*** Opening of SELECTED TEXT ***
His long-awaited breakthrough finally at hand, Akshay Bhatia celebrated by nearly holing out his final shot. His approach shot on the 18th hole Wednesday in the Bahamas bounced off the pin for a tap-in and, it turned out, a birdie he didn’t even need.
Bhatia’s two-shot win at the Korn Ferry Tour’s Greater Exuma Bahamas Classic is a tremendous milestone for the 19-year-old from Wake Forest, not only his first pro victory but the opening to play in more tournaments he has been seeking for more than two years – and all but securing his PGA Tour card for next summer in the process.
After deciding to skip college and turn pro at 17, Bhatia has been scraping by on sponsor’s exemptions and Monday qualifying, trying to win enough money to get some kind of status. He narrowly missed on a full Korn Ferry exemption at qualifying school, but got into the Bahamas event and the rest is history.
There have been so many close calls along the way, but at the end of this one, Bhatia left no doubt.
“For everything to happen the way it did, it’s crazy,” Bhatia told reporters in the Bahamas. “I don’t know how I managed my emotions but I did. I felt really calm. Fifteen tee we were waiting a while, so I just sat and looked at the ocean.”
He’s now two Korn Ferry wins away from an immediate battlefield promotion to the big tour, and it’s rare a tournament winner doesn’t finish in the top 25 at the end of the year to get a tour card. The win also gives him full status on the second-tier tour, and for the first time since he turned pro, he can actually plan ahead this summer, with one big tournament already on his calendar.
“I’m just excited to play next week,” Bhatia said. “I have never had a schedule. Just to be able to have a schedule and look forward to playing certain events like the Rex Hospital Open at my home course, there’s all sorts of things I can look forward to this year.”
That tournament is at the Country Club at Wakefield Plantation, where Bhatia has practiced and played for years, on June 2-5.
*** Close of SELECTED TEXT ***
REQUIRED ACTIONS:
1 - In the article about Akshay Bhatia, echo every word between "His long-awaited breakthrough" and "rest is history.", inclusive.
2 - In the article about Akshay Bhatia, at what age did he decide to skip college and turn pro?
3 - Do these statements agree with the article about Akshay Bhatia? Answer yes or no for each, quoting the words that decide it. (a) Bhatia won the Bahamas event by two shots. (b) Bhatia earned a full Korn Ferry exemption at qualifying school. (c) The Rex Hospital Open takes place in June.
*** Opening of RECORDED INFORMATION ***
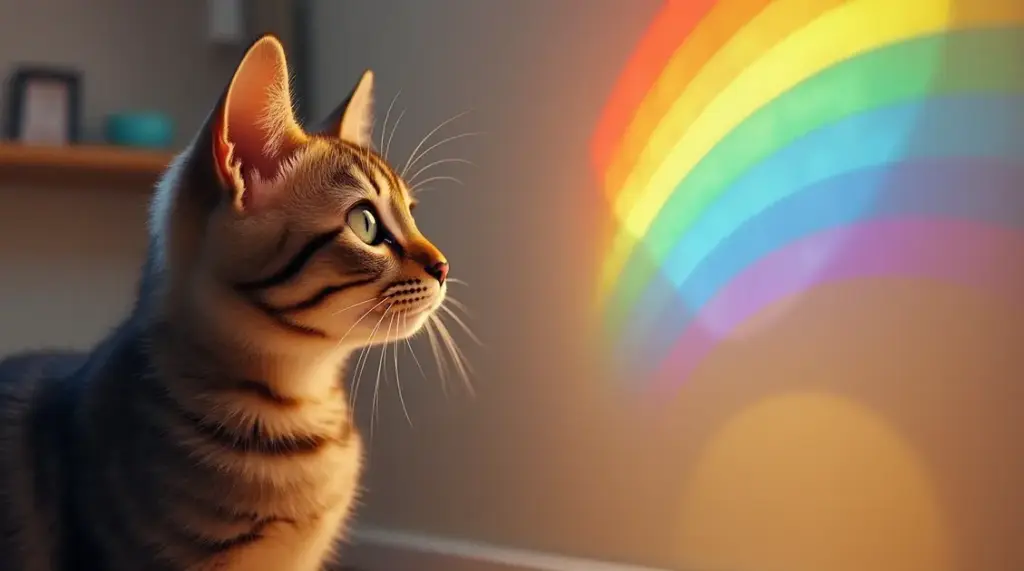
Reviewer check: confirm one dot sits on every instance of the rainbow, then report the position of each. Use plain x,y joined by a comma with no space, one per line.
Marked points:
753,149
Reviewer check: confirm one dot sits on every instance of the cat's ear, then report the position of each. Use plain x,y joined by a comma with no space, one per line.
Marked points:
353,119
255,133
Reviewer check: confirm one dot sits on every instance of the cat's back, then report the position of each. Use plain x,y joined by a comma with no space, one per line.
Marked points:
35,411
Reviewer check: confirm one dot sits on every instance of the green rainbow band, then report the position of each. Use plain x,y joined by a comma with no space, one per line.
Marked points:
960,61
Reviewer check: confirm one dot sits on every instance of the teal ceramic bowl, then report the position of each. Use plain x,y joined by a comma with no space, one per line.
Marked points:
140,129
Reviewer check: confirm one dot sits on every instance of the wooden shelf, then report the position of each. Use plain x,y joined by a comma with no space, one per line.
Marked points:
80,166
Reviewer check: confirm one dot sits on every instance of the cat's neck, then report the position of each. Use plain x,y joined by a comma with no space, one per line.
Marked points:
232,343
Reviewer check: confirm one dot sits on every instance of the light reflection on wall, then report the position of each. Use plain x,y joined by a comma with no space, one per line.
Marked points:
806,482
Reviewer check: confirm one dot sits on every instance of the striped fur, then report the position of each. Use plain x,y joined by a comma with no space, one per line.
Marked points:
211,431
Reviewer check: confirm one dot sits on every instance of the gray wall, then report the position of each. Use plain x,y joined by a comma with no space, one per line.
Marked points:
504,467
69,258
811,439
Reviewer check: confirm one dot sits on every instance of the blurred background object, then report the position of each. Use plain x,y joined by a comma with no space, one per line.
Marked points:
864,424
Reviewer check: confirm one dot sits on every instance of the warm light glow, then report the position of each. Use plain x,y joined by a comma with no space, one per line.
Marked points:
811,482
775,122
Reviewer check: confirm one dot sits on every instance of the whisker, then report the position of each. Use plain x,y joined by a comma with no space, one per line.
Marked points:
443,141
365,356
413,352
384,125
457,355
412,179
397,383
413,157
460,305
394,128
354,305
361,317
377,384
417,186
462,324
438,357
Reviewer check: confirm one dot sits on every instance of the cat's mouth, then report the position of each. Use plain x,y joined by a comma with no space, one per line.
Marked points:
409,305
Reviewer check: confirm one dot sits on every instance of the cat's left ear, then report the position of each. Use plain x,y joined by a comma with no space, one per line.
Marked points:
255,133
353,119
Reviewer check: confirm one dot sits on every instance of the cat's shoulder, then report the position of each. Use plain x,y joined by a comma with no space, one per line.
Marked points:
20,370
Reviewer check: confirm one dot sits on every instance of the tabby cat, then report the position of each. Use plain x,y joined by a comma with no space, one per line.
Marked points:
211,429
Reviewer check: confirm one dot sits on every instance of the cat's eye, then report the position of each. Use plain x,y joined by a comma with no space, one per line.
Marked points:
364,223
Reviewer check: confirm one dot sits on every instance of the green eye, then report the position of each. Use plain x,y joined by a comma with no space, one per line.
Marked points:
364,223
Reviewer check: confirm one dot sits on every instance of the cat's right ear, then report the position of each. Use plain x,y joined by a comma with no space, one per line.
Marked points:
255,133
352,121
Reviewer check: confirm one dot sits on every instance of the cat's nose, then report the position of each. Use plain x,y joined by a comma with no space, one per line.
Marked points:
438,271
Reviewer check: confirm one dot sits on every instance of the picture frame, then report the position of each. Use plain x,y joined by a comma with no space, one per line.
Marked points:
43,105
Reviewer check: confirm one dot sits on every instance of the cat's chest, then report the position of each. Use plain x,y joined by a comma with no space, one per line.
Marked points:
285,546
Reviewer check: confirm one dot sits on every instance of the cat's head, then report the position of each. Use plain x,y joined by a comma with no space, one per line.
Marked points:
289,235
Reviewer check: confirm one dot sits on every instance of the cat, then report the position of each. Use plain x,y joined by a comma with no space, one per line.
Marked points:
210,430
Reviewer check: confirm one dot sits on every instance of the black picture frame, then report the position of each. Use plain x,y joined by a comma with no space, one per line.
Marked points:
18,84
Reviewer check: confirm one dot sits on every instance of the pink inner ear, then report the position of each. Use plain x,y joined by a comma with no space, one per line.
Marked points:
259,133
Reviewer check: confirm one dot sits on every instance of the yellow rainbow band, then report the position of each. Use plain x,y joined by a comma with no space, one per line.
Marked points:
859,26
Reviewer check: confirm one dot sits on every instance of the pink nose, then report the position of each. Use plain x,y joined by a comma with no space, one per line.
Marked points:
438,271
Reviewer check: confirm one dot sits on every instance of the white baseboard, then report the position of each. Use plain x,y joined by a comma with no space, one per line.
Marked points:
380,550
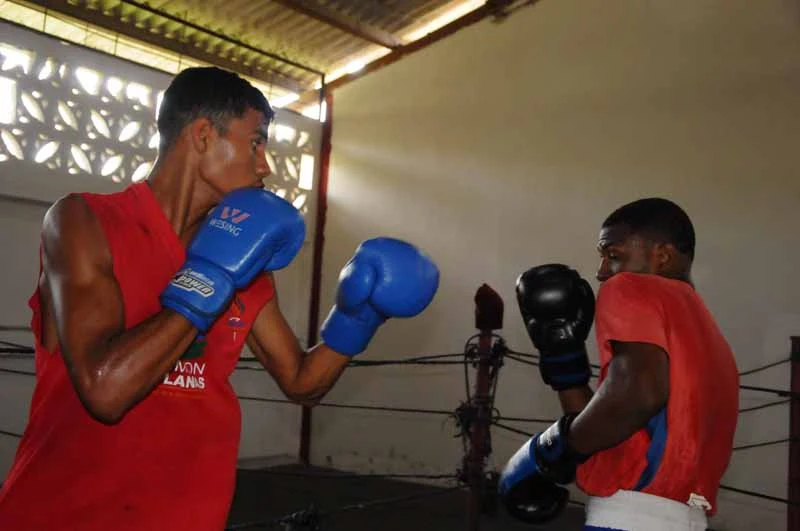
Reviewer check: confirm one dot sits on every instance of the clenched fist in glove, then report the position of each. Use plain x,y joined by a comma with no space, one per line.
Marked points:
385,278
557,307
250,231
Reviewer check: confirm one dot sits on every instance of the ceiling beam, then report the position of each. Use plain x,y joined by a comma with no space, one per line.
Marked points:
490,8
196,49
347,24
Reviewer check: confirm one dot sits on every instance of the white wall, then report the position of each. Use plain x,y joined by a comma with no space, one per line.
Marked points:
505,146
28,188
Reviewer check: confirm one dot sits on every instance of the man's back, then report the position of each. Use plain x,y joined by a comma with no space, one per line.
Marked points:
178,443
683,454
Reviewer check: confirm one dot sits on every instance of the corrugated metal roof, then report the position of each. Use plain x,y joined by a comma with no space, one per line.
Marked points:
278,41
285,46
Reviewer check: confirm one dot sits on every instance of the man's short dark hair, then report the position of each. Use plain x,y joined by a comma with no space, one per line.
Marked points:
206,92
658,220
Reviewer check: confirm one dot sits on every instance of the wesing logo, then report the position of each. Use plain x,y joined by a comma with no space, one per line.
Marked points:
229,220
190,280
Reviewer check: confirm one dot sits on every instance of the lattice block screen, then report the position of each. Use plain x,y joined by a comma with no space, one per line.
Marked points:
75,111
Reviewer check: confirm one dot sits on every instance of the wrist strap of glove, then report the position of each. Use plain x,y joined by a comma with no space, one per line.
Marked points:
565,370
557,460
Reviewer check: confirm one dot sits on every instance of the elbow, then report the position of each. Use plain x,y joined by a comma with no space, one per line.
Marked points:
648,400
101,401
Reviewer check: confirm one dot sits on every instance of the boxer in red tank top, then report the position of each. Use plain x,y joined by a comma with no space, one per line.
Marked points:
133,423
651,445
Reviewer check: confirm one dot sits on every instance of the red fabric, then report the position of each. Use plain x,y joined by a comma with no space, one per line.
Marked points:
702,409
171,462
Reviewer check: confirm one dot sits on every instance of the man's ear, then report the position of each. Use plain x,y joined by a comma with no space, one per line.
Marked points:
200,132
665,255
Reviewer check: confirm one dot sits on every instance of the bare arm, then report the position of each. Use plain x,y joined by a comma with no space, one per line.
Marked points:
111,368
304,377
636,388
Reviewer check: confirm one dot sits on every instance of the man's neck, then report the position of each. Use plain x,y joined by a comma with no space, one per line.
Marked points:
183,198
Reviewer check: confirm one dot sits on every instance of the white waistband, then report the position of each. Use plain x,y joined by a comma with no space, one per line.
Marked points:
636,511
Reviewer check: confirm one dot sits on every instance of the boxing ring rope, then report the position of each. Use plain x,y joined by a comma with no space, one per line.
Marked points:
485,352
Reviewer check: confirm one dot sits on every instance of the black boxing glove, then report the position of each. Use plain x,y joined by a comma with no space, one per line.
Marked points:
557,307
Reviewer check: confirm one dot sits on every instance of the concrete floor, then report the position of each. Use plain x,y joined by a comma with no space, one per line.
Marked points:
342,502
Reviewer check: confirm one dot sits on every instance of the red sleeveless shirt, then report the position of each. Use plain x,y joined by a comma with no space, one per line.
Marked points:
170,463
684,451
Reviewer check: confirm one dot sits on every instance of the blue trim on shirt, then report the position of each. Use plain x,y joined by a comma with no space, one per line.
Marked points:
657,429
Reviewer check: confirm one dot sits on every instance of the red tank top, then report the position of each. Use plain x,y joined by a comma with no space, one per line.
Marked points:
684,451
170,463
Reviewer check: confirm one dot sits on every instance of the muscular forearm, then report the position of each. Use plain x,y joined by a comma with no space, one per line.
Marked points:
575,400
319,370
122,370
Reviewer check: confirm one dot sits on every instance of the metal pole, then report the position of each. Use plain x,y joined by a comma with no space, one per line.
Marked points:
488,317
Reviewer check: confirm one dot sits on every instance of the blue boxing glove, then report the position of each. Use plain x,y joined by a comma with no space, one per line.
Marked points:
384,278
529,483
250,231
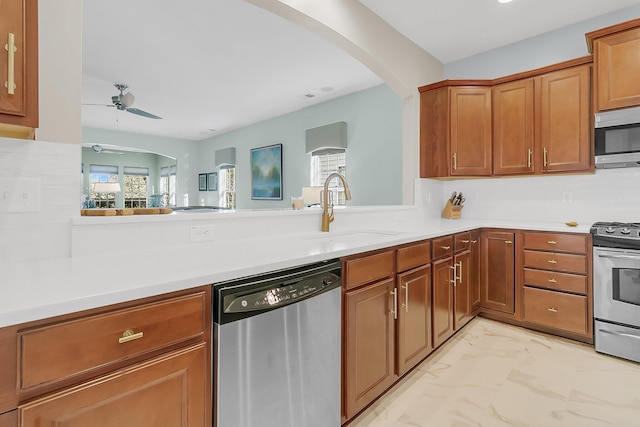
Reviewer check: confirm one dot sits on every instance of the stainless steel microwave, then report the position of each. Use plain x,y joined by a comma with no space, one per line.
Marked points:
617,138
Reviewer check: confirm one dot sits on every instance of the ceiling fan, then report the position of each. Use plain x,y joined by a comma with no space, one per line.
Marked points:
124,101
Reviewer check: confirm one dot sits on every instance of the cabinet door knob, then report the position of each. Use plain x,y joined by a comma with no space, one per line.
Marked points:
129,335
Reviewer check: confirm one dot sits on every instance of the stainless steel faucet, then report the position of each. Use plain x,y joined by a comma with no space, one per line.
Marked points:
327,202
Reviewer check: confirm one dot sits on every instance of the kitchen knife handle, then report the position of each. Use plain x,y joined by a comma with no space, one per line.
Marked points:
11,49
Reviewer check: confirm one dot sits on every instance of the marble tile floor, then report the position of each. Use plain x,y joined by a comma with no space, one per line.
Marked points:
493,374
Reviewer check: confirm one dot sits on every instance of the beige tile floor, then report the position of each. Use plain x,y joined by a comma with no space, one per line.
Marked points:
492,374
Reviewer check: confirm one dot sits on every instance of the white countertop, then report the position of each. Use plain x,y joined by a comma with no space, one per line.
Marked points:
34,290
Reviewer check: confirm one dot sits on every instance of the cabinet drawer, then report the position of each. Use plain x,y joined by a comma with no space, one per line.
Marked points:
556,262
556,310
556,242
462,241
369,268
413,256
442,247
59,351
556,281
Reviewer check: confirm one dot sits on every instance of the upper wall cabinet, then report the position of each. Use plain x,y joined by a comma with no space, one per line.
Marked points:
616,56
18,67
534,122
455,130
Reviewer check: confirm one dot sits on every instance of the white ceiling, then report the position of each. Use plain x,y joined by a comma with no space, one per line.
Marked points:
224,64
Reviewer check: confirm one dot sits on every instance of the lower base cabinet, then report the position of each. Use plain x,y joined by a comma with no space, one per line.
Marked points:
369,344
414,317
497,280
170,390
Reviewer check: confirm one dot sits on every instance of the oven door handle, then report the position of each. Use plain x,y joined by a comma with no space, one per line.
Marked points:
622,334
635,258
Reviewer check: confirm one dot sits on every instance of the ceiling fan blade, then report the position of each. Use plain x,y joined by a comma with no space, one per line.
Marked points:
143,113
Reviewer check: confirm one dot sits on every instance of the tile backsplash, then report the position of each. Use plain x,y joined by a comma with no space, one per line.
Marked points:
607,195
47,233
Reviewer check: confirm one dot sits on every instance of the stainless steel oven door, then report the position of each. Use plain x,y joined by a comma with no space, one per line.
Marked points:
616,285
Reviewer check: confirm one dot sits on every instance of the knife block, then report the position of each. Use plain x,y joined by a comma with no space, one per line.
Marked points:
452,212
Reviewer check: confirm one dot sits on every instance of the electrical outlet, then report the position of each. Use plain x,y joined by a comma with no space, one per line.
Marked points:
201,233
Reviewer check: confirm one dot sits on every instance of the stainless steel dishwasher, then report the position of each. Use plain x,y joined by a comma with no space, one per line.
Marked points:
277,349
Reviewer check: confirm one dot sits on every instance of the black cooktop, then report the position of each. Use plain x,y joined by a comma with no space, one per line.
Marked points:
616,234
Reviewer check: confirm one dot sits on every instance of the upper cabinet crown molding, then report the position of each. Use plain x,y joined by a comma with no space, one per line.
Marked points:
616,55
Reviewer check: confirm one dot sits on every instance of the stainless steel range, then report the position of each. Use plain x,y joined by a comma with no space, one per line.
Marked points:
616,288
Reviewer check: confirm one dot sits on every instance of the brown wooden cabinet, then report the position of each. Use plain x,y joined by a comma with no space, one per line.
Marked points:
616,56
497,283
455,131
557,290
144,362
414,304
18,67
169,390
513,128
452,272
564,124
370,344
474,273
539,122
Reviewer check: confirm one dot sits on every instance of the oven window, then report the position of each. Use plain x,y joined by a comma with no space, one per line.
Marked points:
619,139
626,285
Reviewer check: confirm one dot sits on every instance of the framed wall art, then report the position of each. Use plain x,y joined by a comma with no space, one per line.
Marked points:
202,182
266,173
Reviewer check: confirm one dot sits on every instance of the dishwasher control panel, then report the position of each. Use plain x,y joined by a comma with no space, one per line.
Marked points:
283,294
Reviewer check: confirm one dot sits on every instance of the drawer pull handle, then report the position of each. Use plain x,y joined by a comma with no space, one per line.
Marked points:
129,335
11,49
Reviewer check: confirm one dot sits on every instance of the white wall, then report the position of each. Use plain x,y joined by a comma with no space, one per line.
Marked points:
374,153
549,48
60,70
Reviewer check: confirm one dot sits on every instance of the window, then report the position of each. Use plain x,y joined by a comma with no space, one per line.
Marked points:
136,180
227,187
323,164
168,185
102,173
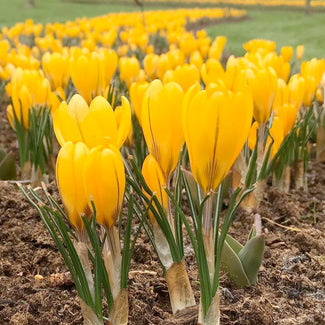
*** Close of RECORDED INFORMATION ***
ANSWER SET:
1 -
His long-awaited breakthrough finally at hand, Akshay Bhatia celebrated by nearly holing out his final shot. His approach shot on the 18th hole Wednesday in the Bahamas bounced off the pin for a tap-in and, it turned out, a birdie he didn’t even need.
Bhatia’s two-shot win at the Korn Ferry Tour’s Greater Exuma Bahamas Classic is a tremendous milestone for the 19-year-old from Wake Forest, not only his first pro victory but the opening to play in more tournaments he has been seeking for more than two years – and all but securing his PGA Tour card for next summer in the process.
After deciding to skip college and turn pro at 17, Bhatia has been scraping by on sponsor’s exemptions and Monday qualifying, trying to win enough money to get some kind of status. He narrowly missed on a full Korn Ferry exemption at qualifying school, but got into the Bahamas event and the rest is history.

2 - At 17.

3 -
(a) Yes: "Bhatia’s two-shot win at the Korn Ferry Tour’s Greater Exuma Bahamas Classic"
(b) No: "He narrowly missed on a full Korn Ferry exemption at qualifying school"
(c) Yes: "That tournament is at the Country Club at Wakefield Plantation, where Bhatia has practiced and played for years, on June 2-5."